■ What to work on ■
Please copy the lines of each of these entries exactly, leaving out the pictures.

Stored data entries:
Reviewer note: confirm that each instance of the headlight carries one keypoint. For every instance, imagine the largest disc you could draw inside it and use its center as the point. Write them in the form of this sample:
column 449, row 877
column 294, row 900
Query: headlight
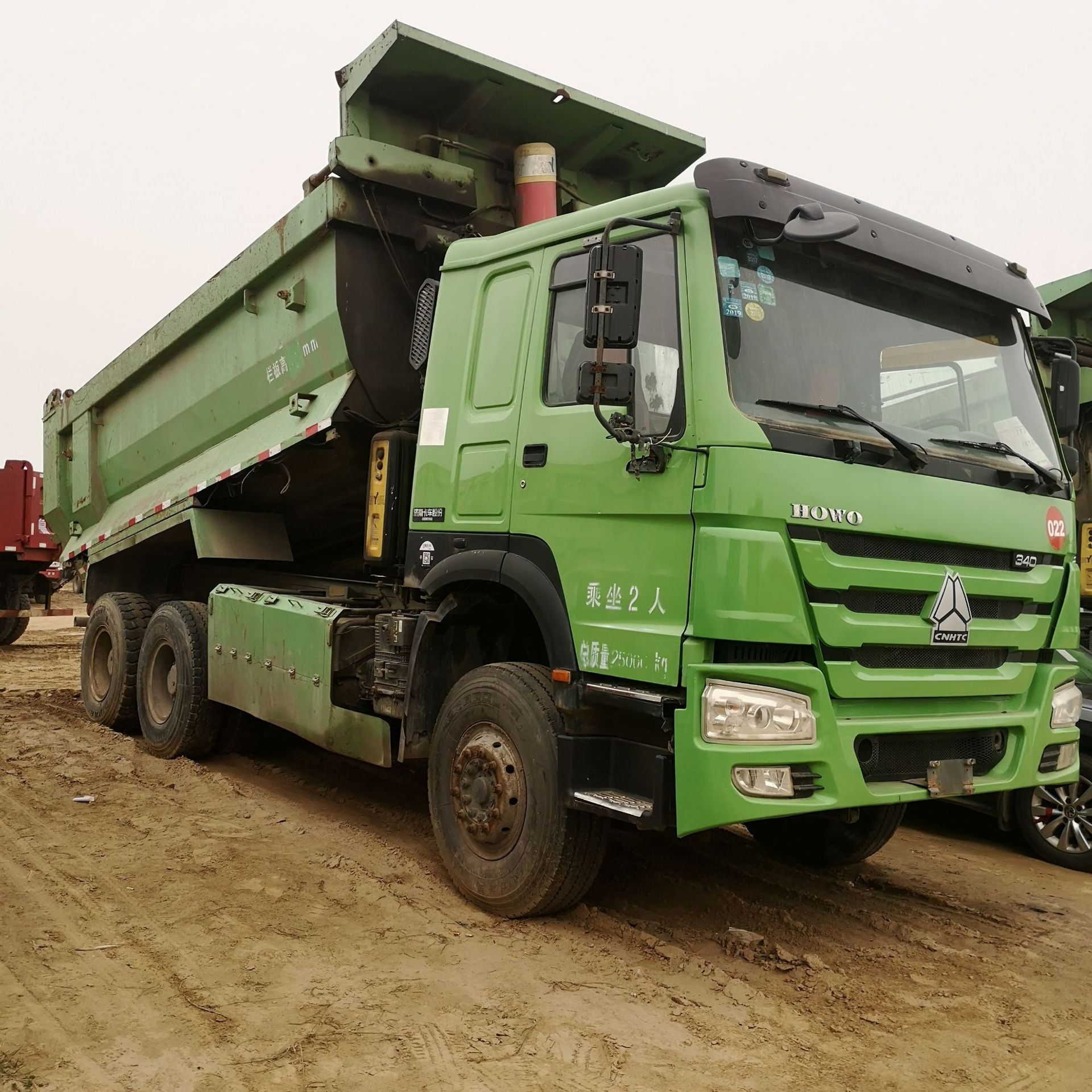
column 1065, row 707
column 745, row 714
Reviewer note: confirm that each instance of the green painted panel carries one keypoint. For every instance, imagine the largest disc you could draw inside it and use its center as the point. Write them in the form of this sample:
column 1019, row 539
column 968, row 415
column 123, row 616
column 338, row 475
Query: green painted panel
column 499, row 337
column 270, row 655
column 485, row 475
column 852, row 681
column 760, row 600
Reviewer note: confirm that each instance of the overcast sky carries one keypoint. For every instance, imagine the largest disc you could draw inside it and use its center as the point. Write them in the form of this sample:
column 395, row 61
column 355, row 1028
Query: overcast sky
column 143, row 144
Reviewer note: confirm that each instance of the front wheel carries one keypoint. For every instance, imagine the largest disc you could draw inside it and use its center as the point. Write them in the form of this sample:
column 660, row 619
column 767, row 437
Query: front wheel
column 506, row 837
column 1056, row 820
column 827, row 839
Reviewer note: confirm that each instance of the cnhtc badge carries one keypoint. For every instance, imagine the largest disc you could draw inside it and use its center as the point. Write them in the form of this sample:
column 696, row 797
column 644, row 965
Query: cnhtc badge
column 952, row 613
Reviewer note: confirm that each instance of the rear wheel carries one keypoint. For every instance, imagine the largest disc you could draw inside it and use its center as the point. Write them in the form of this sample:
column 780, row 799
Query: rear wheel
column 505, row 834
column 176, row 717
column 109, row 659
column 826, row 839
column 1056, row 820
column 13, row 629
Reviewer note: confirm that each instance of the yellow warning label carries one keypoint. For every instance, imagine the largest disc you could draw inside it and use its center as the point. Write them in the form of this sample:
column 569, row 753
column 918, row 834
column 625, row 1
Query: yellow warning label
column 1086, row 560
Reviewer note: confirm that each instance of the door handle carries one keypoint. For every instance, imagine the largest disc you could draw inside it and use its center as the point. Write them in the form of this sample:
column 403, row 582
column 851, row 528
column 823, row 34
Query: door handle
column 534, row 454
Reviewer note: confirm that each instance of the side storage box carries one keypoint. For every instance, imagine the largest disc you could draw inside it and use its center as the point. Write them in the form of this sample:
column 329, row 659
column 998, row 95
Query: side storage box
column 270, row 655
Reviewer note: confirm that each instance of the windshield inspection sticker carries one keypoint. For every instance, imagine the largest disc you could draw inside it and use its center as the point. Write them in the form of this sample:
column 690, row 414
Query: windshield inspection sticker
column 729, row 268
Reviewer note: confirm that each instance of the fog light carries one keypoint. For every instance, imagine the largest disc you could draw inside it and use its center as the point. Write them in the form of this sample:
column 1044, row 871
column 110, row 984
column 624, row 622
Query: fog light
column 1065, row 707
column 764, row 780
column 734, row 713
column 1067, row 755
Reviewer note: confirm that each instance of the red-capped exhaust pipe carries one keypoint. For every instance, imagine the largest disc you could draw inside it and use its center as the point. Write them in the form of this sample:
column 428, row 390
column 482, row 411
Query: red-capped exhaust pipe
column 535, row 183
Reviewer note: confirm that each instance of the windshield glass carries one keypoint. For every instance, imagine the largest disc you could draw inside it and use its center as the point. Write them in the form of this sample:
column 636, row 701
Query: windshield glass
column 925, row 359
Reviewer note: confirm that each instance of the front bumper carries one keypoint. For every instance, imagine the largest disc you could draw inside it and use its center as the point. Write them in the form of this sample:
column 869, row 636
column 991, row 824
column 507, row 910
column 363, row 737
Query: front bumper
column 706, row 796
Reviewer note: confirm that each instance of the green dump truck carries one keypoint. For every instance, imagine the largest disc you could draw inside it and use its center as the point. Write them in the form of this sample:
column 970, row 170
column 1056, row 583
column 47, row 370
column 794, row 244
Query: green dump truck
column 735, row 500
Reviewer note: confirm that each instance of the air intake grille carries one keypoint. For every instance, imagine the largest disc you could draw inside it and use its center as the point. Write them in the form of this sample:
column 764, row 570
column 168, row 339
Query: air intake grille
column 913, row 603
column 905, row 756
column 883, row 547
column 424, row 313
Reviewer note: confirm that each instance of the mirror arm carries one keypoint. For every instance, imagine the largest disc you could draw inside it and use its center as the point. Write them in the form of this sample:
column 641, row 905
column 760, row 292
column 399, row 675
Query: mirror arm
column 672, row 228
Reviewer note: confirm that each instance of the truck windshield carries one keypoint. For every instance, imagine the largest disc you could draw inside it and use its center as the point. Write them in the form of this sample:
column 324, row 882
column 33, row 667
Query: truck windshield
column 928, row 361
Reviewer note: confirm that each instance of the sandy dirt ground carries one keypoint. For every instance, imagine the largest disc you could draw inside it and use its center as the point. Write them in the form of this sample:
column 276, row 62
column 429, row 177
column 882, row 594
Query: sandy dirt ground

■ Solution ■
Reviewer note: confirm that each instance of the headlight carries one keypoint. For every instance, imagine the largest disc you could draw inside it and use its center as the point. Write them in the form of this sample:
column 449, row 877
column 294, row 900
Query: headlight
column 1065, row 707
column 745, row 714
Reviewer note: confirm that each instance of the green painted panel carries one keypoint. For every instance, imagine the largest disc you could draw inside it and use its center as the point. Write them in the form of this sample:
column 1019, row 539
column 968, row 415
column 123, row 616
column 338, row 475
Query: green painted panel
column 499, row 337
column 270, row 655
column 485, row 475
column 852, row 681
column 760, row 600
Reviewer note: confirm that each instance of the overcast sky carries one keypoint. For every instance, imagine the largest disc you could draw inside it and use its center as the point. Write them in the form of this sample:
column 395, row 61
column 355, row 1028
Query: overcast sky
column 143, row 144
Reviewer note: confirm that each instance of the front wheel carries one keypoint. For every instance, imagine the largest disc you could draw inside it and use its center as the point. Write them in the form of this sample:
column 660, row 619
column 767, row 437
Query: front wheel
column 506, row 837
column 1056, row 820
column 827, row 839
Reviewer note: confirm that each instance of the cnhtc badge carries one keypoint. For every instance, imagine the largest disc you could draw inside it and use its center as the point. Write them in the form of this sample:
column 696, row 797
column 644, row 965
Query: cnhtc badge
column 952, row 613
Reviewer note: confirm that each instance of the rear wheel carries one keypoint. For every instance, imagine the largest disc you could draw inside it and use its center as the point. Write them in the form of this sample:
column 780, row 799
Query: rear wheel
column 505, row 834
column 176, row 717
column 109, row 659
column 826, row 839
column 1056, row 820
column 13, row 629
Reviewer note: confirm that each instance of the yellow warning label carries one keypoint. For every instance, imagine the largest disc you could draw inside it and use its center as the point. Write them in the form of this sample:
column 569, row 753
column 918, row 834
column 625, row 1
Query: yellow warning label
column 1086, row 560
Reviewer note: confirm that each instance of the door handle carries one keypoint. For every instance, imagine the largest disc you could draw inside it and use its center as the point. Write them in the form of this sample:
column 403, row 582
column 851, row 528
column 823, row 34
Query: door handle
column 534, row 454
Reviewer note: confirm that each instance of the side storage box carries one keypoint. For every instance, imagine the largest disc you could draw inside it and use its center as the point. Write them in the form of this sample:
column 329, row 659
column 998, row 95
Query: side storage box
column 270, row 655
Reviewer note: confirm that each instance of the windshield inspection sticker carries one keypoint. For every instance, imagine the largest disc you could draw inside it and use its center as the point. Write them in the form of this sample:
column 690, row 414
Query: windshield inspection sticker
column 729, row 268
Reviewer note: confirm that each instance of the fog light carries one keypoint. For every instance, imagine the largest disc you could draw inside it and use its center as the point. Write them in the form of this sample:
column 1044, row 871
column 110, row 984
column 624, row 622
Query: fog light
column 1065, row 707
column 764, row 780
column 734, row 713
column 1067, row 755
Reviewer note: confirm that each instance of the red-capped exhaust pipe carries one keypoint. For every instance, imagine the largest disc you could draw inside it and use its center as the point. Write them in the form of this sample:
column 428, row 390
column 482, row 411
Query: red-capped exhaust pipe
column 535, row 183
Reviewer note: confirm that each instance of the windshield glass carries one keypoint. For every instance, imagine the largest disc you could draw inside it and use its center as the point. Write them in the form of this sample:
column 636, row 701
Query: windshield glass
column 925, row 359
Reviewer note: confirm that each instance of the front bumper carries one keypoint. For every instance, imagine the largest disc you could draw inside it and use its center as the point. Write them in the form of this sample:
column 869, row 636
column 991, row 824
column 507, row 910
column 363, row 737
Query: front bumper
column 706, row 796
Reviewer note: confirm that each instance of the green dump truck carries one keypoint. For every instance, imagine the largest disc you could draw inside it and use its center as the point. Write them in the form of this sample:
column 970, row 170
column 1056, row 583
column 47, row 370
column 794, row 244
Query: green dump truck
column 735, row 500
Reviewer note: confirm that each instance of the air intake grille carries one keypoint. For every instance, imagine the largest disc you could draw inside it and use its center as the point. Write them in the form of this sample:
column 764, row 570
column 168, row 339
Query: air intake grille
column 913, row 603
column 905, row 756
column 883, row 547
column 424, row 313
Reviewer note: confirm that each instance of the mirror arm carries one keypoint. For every instance, imagine the largest disc you could draw inside it and use its center as the point. Write them in the form of this sample:
column 641, row 905
column 760, row 292
column 399, row 675
Query: mirror arm
column 672, row 228
Reviewer note: confirm that each instance of the truck windshield carries one keypoint. For every instance, imagine the largest disc you could draw inside it and use its center as the point. Write them in the form of this sample:
column 324, row 882
column 33, row 667
Query: truck windshield
column 928, row 361
Reviewer note: confirm that each instance of the sandy dirt ground carries one keypoint. For every instance, imagine the largest disc you could draw inside it and use its center as the point. Write them in the form of this sample:
column 276, row 62
column 429, row 177
column 882, row 594
Query: sandy dirt ground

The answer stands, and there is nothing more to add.